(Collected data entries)
- Opening Delimiter -

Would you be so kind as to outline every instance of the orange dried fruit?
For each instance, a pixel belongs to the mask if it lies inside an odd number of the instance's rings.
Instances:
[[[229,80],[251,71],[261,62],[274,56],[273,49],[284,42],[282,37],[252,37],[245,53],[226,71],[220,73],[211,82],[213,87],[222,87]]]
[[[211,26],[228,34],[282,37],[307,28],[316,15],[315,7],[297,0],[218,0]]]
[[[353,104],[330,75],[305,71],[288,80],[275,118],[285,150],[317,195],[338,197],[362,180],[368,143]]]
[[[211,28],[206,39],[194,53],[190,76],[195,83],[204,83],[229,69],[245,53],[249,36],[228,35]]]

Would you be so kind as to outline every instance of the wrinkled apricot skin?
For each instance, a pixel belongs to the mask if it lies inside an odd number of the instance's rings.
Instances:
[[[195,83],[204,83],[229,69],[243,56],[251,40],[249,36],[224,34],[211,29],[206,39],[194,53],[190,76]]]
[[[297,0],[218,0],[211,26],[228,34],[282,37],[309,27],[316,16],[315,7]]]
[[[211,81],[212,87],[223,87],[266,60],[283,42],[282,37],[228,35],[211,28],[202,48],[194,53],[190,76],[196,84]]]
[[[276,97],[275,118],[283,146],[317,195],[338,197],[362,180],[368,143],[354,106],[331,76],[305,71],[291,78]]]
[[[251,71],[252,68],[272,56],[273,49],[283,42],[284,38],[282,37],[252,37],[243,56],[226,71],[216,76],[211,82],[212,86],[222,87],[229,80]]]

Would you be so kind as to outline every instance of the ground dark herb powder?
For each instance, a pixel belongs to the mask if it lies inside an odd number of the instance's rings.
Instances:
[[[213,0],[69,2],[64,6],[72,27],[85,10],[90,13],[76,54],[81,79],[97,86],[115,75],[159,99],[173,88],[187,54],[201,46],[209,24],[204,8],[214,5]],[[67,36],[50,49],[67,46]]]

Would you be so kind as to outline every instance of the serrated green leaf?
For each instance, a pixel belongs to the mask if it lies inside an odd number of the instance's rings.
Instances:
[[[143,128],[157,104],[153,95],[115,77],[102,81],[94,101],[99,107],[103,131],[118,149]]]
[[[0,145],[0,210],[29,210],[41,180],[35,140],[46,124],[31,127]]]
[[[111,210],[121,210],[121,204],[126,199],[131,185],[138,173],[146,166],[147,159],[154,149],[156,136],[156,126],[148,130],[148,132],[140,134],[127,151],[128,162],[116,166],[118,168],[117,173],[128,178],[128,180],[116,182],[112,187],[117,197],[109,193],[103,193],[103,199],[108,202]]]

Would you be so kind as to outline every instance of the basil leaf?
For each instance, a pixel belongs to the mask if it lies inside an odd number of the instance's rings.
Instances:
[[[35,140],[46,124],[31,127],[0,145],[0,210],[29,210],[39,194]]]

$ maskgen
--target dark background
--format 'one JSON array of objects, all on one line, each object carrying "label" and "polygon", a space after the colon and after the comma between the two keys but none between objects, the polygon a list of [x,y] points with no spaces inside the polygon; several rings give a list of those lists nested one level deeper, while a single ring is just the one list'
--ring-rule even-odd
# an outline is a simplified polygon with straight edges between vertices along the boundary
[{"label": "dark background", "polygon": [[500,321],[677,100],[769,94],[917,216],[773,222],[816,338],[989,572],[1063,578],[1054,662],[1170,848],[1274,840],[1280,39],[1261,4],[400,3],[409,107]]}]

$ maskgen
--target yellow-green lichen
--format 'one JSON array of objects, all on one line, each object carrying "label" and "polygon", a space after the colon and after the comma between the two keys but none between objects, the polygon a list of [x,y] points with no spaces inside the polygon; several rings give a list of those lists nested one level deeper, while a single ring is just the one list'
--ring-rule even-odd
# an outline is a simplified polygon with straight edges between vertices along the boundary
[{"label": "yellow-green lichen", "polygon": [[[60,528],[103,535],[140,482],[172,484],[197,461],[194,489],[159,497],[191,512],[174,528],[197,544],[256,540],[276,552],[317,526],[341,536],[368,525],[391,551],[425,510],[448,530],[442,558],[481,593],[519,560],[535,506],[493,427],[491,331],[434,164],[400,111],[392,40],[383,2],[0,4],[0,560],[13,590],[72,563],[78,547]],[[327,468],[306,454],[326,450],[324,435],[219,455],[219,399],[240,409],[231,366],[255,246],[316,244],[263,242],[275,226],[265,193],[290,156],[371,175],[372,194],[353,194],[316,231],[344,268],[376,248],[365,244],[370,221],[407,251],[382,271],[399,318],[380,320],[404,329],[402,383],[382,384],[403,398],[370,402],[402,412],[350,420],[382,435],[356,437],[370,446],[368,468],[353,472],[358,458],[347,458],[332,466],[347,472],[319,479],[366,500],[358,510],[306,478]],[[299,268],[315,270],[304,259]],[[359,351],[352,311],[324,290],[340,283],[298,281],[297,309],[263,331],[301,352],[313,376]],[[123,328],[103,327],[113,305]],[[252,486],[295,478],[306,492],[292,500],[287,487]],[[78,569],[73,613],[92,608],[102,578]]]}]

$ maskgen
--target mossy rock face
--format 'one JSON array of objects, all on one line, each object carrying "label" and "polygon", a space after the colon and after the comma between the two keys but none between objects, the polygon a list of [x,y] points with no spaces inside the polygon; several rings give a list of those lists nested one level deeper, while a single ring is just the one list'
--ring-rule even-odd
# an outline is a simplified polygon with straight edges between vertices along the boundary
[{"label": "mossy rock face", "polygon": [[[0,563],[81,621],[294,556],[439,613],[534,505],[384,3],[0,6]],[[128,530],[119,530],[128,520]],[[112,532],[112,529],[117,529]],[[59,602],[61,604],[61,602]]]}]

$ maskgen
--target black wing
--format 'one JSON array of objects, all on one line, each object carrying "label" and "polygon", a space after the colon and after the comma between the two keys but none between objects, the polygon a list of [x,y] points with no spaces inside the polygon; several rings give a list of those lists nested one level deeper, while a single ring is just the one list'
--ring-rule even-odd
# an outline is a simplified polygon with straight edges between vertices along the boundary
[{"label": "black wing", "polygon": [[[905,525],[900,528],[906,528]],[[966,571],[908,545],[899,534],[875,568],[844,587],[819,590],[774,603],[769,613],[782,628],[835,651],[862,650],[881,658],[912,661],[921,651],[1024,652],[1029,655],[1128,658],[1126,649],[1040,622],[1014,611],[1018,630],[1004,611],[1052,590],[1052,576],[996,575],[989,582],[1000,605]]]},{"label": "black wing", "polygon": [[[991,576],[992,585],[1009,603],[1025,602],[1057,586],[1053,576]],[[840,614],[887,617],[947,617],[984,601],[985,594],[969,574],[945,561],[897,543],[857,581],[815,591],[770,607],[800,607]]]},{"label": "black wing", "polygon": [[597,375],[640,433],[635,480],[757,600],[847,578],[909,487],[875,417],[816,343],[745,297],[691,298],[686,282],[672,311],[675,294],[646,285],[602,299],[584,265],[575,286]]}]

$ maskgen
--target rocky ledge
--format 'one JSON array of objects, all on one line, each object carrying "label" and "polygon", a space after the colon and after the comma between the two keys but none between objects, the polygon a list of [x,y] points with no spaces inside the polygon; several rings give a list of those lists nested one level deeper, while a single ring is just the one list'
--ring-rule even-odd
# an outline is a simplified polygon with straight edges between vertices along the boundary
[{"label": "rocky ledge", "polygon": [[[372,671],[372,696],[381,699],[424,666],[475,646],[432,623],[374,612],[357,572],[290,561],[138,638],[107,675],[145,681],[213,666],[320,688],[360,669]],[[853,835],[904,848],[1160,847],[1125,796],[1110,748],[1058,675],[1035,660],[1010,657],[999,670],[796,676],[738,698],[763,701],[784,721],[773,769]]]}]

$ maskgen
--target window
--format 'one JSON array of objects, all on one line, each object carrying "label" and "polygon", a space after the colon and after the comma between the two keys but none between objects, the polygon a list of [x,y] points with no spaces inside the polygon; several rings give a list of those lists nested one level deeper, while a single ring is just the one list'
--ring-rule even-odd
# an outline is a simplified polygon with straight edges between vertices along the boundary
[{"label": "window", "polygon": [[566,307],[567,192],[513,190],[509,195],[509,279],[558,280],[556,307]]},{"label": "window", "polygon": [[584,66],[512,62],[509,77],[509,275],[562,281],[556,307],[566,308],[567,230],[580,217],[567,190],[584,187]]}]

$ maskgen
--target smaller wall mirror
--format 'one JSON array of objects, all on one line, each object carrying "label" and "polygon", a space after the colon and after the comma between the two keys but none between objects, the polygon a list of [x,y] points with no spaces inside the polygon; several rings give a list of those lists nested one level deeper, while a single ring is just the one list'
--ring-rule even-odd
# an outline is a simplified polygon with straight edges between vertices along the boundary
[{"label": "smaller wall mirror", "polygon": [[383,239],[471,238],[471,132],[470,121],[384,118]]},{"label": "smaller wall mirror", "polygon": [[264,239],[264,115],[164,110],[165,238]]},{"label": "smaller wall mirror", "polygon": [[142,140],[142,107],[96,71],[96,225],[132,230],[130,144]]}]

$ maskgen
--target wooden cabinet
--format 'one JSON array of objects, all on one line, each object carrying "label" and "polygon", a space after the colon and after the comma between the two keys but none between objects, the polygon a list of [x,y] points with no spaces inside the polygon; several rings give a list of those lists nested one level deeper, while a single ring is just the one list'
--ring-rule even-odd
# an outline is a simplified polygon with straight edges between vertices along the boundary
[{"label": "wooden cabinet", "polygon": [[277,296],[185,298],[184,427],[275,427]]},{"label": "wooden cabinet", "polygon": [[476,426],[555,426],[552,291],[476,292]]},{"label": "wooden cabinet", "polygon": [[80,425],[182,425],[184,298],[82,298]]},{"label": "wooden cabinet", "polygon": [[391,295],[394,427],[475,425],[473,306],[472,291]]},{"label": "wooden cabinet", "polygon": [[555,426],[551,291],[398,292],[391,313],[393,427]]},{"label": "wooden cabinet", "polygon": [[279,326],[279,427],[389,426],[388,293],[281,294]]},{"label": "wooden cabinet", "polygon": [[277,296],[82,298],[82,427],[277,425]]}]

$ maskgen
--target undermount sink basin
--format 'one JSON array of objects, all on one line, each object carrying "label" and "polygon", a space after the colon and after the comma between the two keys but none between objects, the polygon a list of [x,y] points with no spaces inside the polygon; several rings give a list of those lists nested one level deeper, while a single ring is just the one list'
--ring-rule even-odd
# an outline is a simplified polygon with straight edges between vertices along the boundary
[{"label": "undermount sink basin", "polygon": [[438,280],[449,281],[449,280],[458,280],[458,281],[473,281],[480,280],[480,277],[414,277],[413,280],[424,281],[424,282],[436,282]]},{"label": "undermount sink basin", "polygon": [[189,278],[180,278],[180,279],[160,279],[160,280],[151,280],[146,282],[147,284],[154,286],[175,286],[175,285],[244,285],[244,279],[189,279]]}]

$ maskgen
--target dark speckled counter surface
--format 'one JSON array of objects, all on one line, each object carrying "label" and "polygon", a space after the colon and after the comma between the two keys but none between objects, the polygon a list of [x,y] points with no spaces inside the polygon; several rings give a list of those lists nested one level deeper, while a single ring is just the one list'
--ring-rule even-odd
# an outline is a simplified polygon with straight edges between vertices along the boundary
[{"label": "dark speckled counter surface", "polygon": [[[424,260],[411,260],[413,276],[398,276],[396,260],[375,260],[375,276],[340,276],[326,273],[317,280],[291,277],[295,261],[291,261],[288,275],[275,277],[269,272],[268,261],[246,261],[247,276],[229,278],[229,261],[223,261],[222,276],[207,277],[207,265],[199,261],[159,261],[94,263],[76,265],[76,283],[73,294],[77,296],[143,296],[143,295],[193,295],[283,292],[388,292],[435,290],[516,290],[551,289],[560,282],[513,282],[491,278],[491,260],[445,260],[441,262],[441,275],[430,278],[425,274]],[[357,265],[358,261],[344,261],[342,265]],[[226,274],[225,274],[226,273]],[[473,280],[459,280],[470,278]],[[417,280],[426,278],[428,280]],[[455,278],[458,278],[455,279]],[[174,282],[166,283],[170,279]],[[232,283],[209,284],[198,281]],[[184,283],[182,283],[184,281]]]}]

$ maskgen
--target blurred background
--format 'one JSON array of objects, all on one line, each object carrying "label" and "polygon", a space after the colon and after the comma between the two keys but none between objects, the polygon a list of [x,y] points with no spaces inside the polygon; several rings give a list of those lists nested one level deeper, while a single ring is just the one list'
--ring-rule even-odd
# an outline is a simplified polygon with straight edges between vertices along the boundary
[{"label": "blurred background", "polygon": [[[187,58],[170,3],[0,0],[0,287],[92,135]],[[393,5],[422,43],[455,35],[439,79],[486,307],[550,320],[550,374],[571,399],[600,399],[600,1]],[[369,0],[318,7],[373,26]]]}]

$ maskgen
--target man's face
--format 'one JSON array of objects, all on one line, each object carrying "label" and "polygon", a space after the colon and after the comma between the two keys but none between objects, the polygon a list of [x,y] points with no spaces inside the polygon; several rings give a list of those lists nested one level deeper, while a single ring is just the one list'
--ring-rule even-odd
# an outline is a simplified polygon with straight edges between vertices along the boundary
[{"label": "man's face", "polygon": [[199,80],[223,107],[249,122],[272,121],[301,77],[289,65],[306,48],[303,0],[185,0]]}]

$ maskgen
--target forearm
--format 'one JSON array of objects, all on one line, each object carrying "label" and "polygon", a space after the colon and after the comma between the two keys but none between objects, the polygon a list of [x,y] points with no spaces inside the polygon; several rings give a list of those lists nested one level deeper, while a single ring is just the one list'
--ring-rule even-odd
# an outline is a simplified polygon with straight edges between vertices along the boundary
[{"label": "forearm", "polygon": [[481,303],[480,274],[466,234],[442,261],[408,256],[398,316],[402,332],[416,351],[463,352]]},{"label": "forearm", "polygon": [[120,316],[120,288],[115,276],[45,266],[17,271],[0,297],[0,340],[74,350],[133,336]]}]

- Closing Delimiter -

PROBLEM DESCRIPTION: Look through the records for the word "Would". Every line that has it should be copied.

EXERCISE SOLUTION:
Would you be so kind as to outline every instance of the orange dried fruit?
Would you be so kind as to outline every instance of the wrinkled apricot skin?
Would you be so kind as to outline every instance of the ground dark herb powder?
Would you be so kind as to outline every instance of the serrated green leaf?
Would you be so kind as to outline every instance of the basil leaf?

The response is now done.